• DATA EXTRACT:
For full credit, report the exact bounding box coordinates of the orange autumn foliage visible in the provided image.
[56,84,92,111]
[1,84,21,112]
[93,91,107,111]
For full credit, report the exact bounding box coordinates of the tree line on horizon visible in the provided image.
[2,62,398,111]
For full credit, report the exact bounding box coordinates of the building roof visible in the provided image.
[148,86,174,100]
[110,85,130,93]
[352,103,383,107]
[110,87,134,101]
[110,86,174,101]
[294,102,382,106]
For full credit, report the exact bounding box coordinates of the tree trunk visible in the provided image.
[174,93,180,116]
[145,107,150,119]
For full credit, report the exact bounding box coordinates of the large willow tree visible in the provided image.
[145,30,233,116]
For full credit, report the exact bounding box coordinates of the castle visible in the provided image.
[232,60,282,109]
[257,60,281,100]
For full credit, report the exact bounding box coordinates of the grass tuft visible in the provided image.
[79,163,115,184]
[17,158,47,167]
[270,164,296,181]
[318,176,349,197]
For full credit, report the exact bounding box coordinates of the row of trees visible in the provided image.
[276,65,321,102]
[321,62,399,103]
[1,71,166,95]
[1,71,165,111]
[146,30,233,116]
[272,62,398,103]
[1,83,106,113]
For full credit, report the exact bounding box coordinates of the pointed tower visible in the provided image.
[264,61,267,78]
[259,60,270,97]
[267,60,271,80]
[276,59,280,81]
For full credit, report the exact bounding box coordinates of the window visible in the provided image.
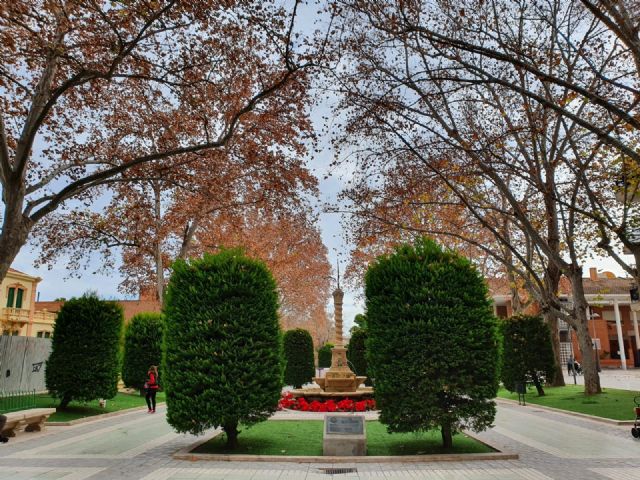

• PROBLEM TO SOLVE: Copy out exactly the lines between the line that contains "tuft visible in the provided image." and the last line of the records, both ends included; leave out every picture.

• ANSWER TO THIS TASK:
For full credit, report the exact bounding box coordinates of the grass tuft visible in the provided image.
[79,163,115,184]
[17,158,47,167]
[270,164,296,181]
[318,176,349,197]
For full credit, report the exact bounding box coordinates of the row of trees visible in the provided image.
[276,65,321,102]
[321,62,399,103]
[1,71,166,95]
[1,71,165,111]
[146,30,233,116]
[272,62,398,103]
[1,83,106,113]
For full credit, report the exact bounding box coordinates of the pointed tower visible in the provided image.
[264,61,267,78]
[259,60,270,97]
[267,60,271,80]
[276,59,280,81]
For full credit, report the exact bounding box coordinates of the window visible in the provided image.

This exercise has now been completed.